** DATASET EXTRACT follows **

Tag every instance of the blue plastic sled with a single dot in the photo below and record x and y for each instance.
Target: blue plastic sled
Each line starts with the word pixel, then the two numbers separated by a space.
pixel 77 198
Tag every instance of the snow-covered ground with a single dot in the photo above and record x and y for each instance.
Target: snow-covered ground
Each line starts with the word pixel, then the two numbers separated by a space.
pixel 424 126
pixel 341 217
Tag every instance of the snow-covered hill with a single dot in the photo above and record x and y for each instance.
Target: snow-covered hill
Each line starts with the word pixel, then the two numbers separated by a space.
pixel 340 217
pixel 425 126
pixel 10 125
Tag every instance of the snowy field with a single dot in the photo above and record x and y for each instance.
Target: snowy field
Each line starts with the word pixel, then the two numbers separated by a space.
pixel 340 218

** End of DATASET EXTRACT **

--- INSTRUCTIONS TO FOLLOW ---
Search the entries above for the word "every" and copy each line where it appears.

--- EXERCISE RESULT ---
Tag every instance of the blue plastic sled with a single dot in the photo below and record x and y for each instance.
Tag every instance of the snow-covered ground with a single dot in the photo above and record x and y for each instance.
Tag every instance of the snow-covered hill with a single dot in the photo above and record x and y for each instance.
Tag every instance of the snowy field with a single dot in the photo above and record x and y for each instance.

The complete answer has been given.